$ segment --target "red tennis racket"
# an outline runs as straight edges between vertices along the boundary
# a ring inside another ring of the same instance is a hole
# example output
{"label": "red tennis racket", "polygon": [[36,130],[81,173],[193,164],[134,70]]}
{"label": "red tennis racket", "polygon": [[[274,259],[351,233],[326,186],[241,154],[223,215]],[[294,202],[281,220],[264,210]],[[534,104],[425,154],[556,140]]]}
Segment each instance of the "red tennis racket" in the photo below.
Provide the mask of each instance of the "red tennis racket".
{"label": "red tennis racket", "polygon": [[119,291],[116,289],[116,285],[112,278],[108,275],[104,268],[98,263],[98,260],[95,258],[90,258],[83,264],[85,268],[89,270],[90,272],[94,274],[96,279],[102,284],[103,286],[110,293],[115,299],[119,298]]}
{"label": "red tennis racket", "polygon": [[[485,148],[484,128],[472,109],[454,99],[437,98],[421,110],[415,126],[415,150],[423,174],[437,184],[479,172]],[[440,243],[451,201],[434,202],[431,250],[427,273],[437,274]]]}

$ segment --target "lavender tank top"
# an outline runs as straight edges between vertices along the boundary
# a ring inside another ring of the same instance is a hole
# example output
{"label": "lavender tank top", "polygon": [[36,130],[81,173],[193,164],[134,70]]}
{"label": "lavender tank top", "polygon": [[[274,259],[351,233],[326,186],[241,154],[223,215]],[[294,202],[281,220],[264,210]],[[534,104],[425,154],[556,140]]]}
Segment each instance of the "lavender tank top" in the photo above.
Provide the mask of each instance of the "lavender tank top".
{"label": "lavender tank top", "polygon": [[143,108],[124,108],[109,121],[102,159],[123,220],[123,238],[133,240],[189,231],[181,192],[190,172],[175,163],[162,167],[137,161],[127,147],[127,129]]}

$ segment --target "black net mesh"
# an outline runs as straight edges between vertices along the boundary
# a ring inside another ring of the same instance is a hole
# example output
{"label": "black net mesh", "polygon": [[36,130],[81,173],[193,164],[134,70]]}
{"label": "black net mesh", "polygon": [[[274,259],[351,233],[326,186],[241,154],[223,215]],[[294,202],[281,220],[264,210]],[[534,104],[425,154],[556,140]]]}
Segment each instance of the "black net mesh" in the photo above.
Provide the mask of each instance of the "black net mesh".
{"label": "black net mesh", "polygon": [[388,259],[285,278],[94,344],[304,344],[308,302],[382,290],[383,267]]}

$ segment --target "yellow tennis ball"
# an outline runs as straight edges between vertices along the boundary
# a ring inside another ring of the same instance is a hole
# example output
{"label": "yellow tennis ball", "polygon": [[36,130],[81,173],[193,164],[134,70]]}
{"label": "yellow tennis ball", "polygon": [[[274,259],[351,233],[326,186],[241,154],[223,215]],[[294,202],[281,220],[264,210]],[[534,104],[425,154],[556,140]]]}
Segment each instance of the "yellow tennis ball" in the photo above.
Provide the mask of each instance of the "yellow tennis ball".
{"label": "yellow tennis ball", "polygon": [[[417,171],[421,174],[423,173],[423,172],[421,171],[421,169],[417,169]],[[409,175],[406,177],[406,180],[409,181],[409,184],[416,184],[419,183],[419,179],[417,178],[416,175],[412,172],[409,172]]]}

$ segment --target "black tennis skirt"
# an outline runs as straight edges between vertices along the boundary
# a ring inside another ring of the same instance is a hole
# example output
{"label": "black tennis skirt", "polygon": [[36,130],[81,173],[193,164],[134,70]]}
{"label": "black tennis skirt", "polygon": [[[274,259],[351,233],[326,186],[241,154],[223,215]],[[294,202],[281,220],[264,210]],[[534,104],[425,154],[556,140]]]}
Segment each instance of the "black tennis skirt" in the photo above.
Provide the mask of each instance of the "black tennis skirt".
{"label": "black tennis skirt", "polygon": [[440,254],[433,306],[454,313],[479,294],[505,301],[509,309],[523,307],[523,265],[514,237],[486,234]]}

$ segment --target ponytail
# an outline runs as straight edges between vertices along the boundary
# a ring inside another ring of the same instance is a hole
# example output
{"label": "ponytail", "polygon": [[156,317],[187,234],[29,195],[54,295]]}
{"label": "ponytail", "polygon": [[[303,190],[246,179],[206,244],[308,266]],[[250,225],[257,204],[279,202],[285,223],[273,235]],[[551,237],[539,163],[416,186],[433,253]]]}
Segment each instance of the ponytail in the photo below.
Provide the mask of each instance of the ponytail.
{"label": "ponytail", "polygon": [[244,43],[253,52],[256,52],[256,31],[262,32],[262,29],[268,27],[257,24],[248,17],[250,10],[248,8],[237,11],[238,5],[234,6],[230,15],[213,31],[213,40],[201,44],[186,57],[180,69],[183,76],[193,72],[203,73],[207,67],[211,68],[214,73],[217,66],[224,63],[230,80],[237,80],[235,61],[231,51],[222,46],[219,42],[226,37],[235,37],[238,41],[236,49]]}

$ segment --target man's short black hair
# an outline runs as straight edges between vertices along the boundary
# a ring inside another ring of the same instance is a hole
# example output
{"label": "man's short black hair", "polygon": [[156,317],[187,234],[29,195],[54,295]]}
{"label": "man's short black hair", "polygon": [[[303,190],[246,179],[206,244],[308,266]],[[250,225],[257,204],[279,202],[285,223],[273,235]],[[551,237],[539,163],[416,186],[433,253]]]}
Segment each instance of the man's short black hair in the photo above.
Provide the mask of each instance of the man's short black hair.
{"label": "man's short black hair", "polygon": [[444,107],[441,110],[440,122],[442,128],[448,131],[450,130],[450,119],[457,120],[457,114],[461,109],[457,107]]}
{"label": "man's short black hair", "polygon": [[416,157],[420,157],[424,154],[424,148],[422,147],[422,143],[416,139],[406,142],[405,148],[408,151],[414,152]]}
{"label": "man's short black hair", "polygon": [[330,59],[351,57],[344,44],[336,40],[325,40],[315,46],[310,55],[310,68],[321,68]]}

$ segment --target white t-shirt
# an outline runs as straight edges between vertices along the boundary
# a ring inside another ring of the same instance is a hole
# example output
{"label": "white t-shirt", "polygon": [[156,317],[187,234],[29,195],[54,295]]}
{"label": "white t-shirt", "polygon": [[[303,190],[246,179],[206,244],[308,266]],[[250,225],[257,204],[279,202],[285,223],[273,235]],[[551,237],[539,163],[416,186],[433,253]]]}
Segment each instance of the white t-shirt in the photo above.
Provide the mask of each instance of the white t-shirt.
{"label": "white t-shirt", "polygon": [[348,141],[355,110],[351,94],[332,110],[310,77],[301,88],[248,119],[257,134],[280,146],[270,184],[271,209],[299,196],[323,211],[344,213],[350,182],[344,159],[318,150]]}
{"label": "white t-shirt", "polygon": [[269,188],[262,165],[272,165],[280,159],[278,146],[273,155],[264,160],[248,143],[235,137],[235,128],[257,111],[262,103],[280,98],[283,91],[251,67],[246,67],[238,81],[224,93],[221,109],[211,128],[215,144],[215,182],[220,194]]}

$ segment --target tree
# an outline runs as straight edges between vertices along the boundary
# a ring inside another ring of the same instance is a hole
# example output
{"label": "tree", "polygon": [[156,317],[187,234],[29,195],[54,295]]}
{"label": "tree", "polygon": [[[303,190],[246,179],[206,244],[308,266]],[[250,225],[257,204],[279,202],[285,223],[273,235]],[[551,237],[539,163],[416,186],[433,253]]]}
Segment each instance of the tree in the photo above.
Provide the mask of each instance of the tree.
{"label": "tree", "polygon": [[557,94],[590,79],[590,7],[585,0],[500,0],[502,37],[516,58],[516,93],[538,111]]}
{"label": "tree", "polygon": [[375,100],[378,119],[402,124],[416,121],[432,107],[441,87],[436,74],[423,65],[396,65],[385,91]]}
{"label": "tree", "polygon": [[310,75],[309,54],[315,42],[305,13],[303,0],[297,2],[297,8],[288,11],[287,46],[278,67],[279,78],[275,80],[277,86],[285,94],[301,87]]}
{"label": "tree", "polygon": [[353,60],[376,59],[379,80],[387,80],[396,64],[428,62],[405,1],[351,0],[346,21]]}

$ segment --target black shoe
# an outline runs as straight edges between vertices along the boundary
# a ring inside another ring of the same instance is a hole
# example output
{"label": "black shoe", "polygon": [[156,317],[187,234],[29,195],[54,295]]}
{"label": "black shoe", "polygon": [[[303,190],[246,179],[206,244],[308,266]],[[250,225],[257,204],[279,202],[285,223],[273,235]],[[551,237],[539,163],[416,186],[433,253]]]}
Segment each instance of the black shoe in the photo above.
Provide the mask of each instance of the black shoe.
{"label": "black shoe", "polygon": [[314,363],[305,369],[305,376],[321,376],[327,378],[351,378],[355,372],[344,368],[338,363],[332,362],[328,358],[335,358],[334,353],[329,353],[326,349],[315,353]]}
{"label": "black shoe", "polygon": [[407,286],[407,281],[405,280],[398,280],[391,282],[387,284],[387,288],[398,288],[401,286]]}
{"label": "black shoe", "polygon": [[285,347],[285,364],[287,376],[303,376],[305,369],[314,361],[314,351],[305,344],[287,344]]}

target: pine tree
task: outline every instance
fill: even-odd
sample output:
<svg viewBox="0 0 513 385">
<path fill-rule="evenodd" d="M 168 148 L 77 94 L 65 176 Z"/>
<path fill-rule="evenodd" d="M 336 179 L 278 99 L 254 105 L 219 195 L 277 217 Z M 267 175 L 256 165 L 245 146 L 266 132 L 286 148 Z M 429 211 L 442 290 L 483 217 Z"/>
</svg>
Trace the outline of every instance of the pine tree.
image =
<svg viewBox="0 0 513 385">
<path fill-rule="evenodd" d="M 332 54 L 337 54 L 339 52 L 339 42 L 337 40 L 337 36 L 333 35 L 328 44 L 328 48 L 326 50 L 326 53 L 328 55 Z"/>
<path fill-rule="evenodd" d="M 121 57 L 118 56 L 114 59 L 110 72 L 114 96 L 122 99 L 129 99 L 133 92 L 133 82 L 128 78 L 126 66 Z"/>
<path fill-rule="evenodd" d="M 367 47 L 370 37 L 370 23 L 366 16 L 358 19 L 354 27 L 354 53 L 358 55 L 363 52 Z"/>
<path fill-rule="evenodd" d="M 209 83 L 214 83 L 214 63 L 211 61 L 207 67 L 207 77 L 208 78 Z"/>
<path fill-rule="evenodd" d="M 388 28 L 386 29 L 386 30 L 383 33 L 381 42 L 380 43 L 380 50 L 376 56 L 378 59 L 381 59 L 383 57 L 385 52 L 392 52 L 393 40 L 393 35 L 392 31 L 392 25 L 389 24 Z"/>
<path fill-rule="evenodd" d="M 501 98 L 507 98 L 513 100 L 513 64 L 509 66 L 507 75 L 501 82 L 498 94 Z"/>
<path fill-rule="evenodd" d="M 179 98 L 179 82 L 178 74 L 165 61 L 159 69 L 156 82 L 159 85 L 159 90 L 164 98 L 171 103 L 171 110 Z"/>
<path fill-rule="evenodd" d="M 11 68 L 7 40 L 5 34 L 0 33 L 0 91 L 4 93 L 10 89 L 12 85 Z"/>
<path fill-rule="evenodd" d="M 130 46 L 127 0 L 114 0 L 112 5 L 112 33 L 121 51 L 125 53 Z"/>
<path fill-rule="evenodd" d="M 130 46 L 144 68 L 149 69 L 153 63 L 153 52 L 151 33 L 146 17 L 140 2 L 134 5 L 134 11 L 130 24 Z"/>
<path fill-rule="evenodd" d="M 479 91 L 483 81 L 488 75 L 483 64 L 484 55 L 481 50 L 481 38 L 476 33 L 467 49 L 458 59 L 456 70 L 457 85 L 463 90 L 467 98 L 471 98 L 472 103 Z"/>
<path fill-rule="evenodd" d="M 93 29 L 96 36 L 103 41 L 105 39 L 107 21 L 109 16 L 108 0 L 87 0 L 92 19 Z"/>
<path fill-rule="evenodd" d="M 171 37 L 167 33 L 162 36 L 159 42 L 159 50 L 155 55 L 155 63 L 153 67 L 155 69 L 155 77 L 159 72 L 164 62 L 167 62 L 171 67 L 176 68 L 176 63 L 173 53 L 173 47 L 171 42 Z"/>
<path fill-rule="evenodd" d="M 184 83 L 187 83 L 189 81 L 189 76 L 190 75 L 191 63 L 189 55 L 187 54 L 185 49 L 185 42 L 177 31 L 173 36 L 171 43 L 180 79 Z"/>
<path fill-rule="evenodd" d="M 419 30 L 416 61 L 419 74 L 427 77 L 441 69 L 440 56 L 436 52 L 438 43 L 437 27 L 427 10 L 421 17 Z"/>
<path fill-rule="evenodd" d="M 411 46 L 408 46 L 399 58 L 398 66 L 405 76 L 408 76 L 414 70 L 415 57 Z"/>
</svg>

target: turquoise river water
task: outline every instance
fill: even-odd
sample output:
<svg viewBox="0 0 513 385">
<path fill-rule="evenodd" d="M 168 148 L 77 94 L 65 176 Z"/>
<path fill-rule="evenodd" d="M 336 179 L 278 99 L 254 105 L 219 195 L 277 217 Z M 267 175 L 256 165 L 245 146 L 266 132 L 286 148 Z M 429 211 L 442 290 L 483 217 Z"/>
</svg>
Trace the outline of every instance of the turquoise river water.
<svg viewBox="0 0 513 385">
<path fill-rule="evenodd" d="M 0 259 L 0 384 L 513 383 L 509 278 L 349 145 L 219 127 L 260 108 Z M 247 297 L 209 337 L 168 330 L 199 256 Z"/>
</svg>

======

List each line of the records above that contains the word "lavender", copying every such line in full.

$ segment --target "lavender tank top"
{"label": "lavender tank top", "polygon": [[36,130],[81,173],[193,164],[134,70]]}
{"label": "lavender tank top", "polygon": [[[274,259],[351,233],[326,186],[241,154],[223,215]],[[294,202],[281,220],[264,210]],[[534,104],[425,154],[556,140]]]}
Segment each instance of the "lavender tank top" in the photo above.
Provide the mask of each instance of the "lavender tank top".
{"label": "lavender tank top", "polygon": [[143,108],[124,108],[109,121],[102,159],[123,220],[123,238],[133,240],[189,231],[181,192],[190,172],[175,163],[162,167],[137,161],[127,147],[127,129]]}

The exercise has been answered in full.